● Parts of the exercise:
**A.** Rewrite the paragraph of the TextMarker forum post that begins "Now I am focussing on customising the rules" in a shorter form, keeping its main facts.
**B.** Carry the TextMarker forum post forward from the point where it stops.

::: Supplied passage :::

Hi all (and especially the good folks working on TextMarker in the sandbox),

1. I am interested in implementing the type of text simplification rules set 
out in this paper [1].
2. I would prefer to use TextMarker (and its language) natively in UIMA than 
use the UIMA<->GATE integration and JAPE rules.
3. I have cloned TextMarker from the repo and have configured an analysis 
engine descriptor to run TextMarkerEngine using custom rules.
4. I have switched off the TextMarkerEngine seed annotations as I am testing on 
pre-processed XMI files that have been pre-annotated with the Cleartk type 
systems (up to and including TreebankNodes... OpenNLP used under the hood if 
that's of interest).
5. Things are building and unit tests running fine on simple rules. Yay! Good 
work guys :)

Now I am focussing on customising the rules for the text simplification 
application. I have been studying the TextMarker language documentation here 
[2] as well as TextMarker's unit tests in the sandbox to get things working so 
far, but am now asking for your help to complete one of the example rules I'd 
like to implement. This is the example from [1]:

Input (original):
"The jury also commented on the Fulton court, which has been under fire for its 
practices in the appointment of appraisers, guardians and administrators."

::: Dataset rows :::

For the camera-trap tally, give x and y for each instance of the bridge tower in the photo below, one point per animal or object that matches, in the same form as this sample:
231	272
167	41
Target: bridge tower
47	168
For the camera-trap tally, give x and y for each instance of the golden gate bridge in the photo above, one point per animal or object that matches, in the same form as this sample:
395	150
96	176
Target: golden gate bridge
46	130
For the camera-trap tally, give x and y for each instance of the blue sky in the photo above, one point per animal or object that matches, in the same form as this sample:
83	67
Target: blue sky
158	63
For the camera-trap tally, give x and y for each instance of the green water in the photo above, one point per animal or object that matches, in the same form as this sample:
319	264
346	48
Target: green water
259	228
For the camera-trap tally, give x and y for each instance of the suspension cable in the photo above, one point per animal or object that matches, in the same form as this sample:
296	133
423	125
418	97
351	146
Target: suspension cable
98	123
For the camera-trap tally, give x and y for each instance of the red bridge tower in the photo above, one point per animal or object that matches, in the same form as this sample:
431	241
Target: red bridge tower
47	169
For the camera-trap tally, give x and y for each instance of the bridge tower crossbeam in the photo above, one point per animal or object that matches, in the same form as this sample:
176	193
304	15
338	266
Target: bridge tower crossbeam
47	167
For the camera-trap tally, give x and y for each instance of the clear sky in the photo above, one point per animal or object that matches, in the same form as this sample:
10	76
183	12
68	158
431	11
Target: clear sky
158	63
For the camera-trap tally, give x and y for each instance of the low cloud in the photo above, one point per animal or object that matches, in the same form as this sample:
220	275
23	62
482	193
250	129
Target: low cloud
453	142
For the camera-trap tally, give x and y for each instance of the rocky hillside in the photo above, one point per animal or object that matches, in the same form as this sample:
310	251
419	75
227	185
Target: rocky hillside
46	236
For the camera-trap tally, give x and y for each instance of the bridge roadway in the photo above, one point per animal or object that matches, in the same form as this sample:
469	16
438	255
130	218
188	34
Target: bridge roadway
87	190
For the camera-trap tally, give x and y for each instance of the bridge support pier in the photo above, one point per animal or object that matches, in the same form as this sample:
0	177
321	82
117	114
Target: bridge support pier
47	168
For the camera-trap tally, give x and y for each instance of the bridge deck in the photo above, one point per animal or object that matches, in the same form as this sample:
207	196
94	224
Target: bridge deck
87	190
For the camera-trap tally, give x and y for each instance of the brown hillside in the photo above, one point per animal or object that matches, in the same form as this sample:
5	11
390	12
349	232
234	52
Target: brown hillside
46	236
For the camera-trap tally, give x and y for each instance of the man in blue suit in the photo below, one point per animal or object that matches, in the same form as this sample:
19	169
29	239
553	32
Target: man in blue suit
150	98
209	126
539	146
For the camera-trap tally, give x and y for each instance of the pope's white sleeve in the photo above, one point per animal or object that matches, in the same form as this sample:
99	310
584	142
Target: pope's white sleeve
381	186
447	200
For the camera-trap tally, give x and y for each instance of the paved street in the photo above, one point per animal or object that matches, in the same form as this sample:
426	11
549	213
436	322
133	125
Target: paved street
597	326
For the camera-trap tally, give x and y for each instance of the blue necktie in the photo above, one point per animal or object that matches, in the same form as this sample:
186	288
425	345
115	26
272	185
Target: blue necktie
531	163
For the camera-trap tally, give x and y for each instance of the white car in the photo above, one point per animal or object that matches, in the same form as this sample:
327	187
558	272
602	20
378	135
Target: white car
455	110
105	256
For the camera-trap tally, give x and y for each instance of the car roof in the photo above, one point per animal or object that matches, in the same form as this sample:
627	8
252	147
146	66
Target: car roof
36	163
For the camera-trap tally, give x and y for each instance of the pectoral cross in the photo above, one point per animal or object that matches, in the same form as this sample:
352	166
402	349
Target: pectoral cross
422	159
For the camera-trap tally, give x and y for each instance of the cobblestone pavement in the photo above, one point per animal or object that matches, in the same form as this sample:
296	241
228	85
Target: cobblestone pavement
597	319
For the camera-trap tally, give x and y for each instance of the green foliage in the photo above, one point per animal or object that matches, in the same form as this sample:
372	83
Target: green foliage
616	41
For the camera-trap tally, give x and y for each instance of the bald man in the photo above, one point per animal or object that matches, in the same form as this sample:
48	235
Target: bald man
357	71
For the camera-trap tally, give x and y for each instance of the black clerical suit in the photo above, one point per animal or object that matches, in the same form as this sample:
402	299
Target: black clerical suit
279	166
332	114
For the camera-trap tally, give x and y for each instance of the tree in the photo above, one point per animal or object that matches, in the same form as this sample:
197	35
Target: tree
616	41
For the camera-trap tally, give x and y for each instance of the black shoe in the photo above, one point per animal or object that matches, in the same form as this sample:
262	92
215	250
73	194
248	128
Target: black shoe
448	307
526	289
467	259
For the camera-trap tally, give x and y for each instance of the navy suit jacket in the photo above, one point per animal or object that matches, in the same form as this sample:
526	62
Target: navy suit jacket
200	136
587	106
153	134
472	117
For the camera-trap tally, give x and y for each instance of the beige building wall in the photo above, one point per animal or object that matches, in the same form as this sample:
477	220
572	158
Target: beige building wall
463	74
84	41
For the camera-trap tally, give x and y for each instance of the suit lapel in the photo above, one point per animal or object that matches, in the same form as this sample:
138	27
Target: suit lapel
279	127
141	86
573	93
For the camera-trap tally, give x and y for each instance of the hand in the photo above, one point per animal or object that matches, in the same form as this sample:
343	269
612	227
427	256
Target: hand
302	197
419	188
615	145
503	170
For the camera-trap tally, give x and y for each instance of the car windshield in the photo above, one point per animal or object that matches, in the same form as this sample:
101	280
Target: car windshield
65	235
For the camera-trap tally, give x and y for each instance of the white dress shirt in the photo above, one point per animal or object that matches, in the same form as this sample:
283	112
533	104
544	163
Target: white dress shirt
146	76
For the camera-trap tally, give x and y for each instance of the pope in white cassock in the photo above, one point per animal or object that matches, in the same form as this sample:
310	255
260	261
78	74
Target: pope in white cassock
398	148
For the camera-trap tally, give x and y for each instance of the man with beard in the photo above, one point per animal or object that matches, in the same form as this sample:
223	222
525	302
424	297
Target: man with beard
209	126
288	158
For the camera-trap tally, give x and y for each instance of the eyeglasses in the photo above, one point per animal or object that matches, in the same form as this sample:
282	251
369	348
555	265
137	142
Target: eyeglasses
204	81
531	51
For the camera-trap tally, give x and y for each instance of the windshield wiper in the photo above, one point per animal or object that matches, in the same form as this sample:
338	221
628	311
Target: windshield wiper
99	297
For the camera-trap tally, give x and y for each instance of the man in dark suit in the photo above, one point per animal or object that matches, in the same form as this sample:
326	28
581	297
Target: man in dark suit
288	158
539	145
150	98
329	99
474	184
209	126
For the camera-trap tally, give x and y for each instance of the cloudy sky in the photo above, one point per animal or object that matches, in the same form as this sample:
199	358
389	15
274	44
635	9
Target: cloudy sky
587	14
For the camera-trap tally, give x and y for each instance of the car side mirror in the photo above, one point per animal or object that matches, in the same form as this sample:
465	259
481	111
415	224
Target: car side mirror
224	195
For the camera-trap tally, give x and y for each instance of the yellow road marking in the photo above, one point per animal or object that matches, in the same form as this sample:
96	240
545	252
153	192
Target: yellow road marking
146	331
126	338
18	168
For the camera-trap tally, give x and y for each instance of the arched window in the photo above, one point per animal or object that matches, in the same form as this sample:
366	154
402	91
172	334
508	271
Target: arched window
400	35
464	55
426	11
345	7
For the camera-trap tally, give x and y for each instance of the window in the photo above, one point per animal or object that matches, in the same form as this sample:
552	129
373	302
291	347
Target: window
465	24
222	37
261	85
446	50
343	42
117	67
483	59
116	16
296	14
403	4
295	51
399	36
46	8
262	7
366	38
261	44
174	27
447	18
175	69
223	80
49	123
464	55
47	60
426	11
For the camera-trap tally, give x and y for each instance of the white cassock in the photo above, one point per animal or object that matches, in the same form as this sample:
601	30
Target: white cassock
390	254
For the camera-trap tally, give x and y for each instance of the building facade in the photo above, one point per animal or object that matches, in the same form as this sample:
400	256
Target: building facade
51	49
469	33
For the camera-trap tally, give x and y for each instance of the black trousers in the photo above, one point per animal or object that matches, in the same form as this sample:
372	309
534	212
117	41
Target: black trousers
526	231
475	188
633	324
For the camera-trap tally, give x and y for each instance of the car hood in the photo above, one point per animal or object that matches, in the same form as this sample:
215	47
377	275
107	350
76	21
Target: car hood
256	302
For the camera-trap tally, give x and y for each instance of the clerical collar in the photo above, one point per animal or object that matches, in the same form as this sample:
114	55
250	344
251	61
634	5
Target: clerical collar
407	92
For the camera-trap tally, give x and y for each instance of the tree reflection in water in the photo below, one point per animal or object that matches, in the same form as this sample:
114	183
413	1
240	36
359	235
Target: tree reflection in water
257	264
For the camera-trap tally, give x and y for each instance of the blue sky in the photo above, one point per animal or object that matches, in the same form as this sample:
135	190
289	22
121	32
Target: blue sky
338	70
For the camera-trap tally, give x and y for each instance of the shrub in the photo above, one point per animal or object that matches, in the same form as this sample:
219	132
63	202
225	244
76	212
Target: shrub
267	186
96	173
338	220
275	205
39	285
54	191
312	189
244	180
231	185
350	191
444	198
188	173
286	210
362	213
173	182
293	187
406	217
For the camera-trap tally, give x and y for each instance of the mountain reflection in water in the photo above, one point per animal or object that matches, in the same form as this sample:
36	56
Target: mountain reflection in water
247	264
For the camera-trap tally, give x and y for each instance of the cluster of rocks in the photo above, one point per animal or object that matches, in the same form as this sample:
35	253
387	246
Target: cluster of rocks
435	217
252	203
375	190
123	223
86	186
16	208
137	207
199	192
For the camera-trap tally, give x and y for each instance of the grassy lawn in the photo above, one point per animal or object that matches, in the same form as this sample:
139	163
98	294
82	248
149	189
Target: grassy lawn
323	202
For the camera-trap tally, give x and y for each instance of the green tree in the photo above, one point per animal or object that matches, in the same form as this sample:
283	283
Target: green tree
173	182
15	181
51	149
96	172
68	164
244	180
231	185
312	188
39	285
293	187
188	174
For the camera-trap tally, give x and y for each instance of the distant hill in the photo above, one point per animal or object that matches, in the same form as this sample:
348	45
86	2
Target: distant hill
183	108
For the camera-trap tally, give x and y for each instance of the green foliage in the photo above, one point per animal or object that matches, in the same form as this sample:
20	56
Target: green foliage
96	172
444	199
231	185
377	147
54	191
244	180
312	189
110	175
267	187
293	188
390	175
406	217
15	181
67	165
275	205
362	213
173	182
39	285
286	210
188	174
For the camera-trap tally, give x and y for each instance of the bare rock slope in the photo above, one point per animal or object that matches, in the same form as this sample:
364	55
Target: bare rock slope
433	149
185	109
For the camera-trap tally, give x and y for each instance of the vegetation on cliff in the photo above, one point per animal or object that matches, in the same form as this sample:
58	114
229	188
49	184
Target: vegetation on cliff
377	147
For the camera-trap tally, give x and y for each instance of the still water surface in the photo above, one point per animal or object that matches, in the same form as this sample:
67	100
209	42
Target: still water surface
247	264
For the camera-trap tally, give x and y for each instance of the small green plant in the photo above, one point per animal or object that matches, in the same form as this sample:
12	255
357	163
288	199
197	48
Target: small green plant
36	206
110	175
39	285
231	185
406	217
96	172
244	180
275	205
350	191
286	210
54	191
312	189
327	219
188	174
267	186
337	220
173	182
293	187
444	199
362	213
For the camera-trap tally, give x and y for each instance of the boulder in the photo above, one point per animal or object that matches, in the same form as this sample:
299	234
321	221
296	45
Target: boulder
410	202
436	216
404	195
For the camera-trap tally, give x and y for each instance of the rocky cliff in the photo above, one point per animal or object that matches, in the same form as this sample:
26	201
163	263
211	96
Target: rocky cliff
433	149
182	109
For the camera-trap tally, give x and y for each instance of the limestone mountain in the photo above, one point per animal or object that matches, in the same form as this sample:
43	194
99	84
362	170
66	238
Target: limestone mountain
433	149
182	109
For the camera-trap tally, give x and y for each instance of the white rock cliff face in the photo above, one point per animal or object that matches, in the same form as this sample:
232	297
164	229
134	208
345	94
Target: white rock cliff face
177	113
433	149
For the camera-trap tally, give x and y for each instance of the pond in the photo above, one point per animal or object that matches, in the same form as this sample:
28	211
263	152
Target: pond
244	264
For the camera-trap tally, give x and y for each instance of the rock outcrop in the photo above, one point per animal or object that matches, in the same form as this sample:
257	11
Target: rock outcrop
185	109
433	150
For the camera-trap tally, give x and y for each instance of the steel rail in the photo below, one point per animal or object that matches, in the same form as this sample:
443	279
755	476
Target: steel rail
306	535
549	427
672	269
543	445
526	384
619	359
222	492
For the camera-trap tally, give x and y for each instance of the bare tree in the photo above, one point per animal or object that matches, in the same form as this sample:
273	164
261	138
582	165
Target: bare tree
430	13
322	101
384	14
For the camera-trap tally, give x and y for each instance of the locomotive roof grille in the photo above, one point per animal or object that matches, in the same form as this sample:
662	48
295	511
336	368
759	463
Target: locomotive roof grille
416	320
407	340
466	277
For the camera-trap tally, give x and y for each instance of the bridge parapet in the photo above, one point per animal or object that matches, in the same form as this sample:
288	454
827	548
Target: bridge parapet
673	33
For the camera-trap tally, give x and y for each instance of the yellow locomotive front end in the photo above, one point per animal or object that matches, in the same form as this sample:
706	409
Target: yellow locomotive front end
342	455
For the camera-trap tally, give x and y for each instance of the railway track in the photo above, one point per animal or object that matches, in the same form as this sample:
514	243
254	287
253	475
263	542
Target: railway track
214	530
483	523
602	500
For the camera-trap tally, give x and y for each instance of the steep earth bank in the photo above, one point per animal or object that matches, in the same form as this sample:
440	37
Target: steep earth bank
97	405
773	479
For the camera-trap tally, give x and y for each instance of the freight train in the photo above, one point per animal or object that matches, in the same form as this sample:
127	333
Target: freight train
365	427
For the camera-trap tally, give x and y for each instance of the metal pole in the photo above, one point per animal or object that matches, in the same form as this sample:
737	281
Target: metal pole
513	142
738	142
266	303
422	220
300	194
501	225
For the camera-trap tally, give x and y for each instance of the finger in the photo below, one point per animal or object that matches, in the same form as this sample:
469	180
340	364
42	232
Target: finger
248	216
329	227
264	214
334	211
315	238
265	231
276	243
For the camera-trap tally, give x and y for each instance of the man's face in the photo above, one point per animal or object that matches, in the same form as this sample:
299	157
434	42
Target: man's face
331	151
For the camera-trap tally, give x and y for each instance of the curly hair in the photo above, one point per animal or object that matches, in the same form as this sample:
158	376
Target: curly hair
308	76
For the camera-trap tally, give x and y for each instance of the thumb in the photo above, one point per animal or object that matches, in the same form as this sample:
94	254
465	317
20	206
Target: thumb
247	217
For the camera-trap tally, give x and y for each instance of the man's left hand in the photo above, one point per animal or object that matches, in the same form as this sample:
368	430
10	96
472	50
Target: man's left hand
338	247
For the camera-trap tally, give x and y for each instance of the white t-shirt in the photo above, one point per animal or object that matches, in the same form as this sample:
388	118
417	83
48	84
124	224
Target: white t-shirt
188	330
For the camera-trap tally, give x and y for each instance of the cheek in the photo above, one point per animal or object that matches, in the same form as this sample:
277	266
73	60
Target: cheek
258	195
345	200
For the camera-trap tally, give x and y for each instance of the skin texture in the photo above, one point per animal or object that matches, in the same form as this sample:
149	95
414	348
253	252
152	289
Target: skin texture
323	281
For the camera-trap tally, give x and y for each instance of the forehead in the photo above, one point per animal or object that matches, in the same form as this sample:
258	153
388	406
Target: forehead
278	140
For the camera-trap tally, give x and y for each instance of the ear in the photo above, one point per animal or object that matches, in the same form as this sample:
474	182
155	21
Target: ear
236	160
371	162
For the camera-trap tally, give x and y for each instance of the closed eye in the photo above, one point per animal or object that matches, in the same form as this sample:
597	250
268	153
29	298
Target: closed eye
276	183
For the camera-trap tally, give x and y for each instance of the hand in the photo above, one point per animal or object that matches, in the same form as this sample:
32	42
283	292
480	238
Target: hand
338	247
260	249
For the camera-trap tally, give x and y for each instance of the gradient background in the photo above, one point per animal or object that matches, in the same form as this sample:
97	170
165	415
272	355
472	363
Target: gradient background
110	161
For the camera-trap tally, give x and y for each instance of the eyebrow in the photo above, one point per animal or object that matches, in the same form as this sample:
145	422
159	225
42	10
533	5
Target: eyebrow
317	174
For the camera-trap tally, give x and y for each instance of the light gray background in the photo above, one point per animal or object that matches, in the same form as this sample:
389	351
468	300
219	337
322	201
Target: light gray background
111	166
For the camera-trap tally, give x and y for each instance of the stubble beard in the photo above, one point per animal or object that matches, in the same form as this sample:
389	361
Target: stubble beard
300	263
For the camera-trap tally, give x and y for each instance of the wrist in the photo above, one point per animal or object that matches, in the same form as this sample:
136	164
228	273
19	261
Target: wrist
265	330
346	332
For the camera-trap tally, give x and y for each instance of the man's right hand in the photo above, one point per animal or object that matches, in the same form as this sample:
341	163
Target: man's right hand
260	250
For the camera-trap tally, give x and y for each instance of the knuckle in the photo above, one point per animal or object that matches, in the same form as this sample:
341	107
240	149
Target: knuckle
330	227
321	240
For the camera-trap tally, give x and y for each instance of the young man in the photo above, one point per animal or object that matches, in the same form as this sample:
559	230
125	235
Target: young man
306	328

:::

● Final answers:
**A.** I am now customizing the rules for a text simplification application. So far I have relied on the TextMarker language documentation [2] and TextMarker's sandbox unit tests. I am asking for help to finish one example rule I want to implement, taken from [1].

**B.**
Output (simplified):
"The jury also commented on the Fulton court." "The Fulton court has been under 
fire for its practices in the appointment of appraisers, guardians and 
administrators."

Rule I want to implement in the TextMarker language:
V W:NP_ant, Rel Clause(X:Rel Pr Y), Z.    ->            V W Z. W Y.
which can be interpreted as "If a sentence consists of any text V followed by 
the antecedent noun phrase W, a relative clause (consisting of a relative 
pronoun X and a sequence of words Y) enclosed in commas and a sequence of words 
Z, then the embedded clause can be made into a new sentence with W as the 
subject NP".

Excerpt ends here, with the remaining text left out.